Whenever a line in the records below holds the string "wooden", copy it out.

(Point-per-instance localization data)

▼

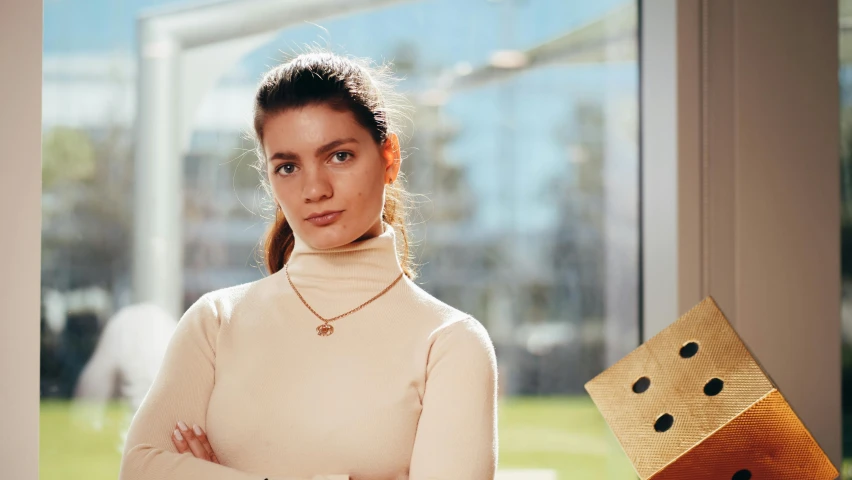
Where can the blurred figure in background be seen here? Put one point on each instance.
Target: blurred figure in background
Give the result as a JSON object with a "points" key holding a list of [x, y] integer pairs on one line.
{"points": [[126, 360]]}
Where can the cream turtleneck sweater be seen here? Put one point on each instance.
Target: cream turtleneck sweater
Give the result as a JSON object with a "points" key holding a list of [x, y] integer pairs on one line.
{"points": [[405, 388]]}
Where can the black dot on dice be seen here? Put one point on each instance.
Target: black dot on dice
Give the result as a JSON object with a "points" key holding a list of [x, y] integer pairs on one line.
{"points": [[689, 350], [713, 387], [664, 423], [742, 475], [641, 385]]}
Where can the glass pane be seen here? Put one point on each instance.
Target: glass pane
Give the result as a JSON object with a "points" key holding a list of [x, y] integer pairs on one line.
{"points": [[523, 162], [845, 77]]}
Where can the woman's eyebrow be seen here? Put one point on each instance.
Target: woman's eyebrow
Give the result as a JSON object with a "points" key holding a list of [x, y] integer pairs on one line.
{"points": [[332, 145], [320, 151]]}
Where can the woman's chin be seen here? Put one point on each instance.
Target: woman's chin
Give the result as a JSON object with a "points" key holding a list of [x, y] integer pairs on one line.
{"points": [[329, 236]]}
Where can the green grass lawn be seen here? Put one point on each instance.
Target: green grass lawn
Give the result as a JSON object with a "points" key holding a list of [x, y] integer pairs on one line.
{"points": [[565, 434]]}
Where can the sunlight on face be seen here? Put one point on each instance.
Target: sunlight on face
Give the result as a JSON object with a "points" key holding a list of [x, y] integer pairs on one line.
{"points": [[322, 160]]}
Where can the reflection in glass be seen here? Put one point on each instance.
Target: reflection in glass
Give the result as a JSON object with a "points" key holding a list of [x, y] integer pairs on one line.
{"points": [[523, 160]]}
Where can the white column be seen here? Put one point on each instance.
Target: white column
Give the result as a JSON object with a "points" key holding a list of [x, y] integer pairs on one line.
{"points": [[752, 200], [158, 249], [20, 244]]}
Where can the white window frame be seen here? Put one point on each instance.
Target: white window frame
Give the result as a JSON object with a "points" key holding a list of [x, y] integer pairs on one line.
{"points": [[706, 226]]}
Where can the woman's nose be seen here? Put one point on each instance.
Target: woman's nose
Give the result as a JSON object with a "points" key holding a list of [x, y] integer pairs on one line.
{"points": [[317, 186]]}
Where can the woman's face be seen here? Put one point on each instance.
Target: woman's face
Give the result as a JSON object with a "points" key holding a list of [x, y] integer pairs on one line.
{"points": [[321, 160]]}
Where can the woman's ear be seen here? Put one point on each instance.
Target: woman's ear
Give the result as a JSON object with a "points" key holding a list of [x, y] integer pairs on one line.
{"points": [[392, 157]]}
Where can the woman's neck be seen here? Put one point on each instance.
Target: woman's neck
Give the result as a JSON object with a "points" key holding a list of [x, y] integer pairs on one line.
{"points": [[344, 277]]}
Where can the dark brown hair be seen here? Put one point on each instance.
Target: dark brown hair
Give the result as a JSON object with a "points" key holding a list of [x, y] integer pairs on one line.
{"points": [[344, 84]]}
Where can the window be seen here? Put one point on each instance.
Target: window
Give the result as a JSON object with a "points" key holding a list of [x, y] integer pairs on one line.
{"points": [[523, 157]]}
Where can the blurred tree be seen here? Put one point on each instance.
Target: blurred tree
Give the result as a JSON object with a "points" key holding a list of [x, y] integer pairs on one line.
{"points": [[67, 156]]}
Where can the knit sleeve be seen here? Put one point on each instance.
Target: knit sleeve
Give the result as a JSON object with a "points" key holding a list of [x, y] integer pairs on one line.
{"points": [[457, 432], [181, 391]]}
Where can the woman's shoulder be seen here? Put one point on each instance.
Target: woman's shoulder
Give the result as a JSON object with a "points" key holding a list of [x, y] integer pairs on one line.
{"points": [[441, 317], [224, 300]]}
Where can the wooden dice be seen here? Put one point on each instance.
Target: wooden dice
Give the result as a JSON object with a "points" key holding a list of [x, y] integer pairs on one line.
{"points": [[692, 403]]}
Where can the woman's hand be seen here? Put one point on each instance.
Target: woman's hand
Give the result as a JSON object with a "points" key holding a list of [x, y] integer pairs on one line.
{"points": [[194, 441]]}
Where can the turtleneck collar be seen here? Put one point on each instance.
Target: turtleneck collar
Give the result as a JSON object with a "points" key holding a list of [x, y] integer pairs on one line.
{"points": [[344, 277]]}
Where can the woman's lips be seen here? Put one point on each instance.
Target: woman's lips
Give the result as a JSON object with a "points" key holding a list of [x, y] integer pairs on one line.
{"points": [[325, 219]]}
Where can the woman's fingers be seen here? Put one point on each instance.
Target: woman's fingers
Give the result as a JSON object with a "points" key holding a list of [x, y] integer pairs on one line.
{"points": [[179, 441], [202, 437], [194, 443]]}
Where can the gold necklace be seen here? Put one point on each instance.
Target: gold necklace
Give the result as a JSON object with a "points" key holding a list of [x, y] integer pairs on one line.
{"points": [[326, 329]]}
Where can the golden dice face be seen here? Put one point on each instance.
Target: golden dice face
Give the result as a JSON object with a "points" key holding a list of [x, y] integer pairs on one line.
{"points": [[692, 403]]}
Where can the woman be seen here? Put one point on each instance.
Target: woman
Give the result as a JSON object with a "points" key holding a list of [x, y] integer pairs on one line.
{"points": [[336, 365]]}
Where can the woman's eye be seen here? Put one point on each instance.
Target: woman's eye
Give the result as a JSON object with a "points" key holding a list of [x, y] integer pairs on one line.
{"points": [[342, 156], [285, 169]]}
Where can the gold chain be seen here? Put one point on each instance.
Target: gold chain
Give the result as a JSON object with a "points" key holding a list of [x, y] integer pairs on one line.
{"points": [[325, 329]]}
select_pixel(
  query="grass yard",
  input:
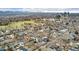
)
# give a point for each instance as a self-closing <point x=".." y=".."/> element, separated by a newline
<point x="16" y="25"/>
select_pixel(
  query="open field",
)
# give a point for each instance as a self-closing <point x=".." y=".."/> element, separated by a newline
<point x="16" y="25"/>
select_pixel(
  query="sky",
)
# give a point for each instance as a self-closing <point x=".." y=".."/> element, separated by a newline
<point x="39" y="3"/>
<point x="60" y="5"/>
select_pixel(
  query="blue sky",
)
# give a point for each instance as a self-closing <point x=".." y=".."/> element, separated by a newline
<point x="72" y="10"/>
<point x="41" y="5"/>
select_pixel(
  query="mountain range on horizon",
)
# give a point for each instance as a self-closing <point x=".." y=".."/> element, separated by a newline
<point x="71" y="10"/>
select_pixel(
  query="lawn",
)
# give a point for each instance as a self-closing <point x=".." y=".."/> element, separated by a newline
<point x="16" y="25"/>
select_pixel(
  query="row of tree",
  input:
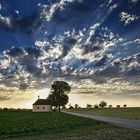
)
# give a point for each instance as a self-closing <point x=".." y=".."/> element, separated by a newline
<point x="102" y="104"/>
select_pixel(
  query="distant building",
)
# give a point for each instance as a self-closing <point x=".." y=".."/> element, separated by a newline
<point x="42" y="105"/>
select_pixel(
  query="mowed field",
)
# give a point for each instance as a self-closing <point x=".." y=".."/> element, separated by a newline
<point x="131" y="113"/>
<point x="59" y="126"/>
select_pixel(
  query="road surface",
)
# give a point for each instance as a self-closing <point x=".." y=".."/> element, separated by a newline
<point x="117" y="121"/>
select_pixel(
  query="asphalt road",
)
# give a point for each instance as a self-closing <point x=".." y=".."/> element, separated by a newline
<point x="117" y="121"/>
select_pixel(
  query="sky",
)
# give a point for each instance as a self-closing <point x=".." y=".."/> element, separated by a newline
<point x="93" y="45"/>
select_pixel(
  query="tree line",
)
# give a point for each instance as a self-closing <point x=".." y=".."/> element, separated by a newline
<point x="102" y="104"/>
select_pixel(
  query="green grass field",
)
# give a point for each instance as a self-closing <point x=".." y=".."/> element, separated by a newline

▲

* _Solution for this task_:
Where can the wooden dice be seen here? Put one point on each instance.
Target: wooden dice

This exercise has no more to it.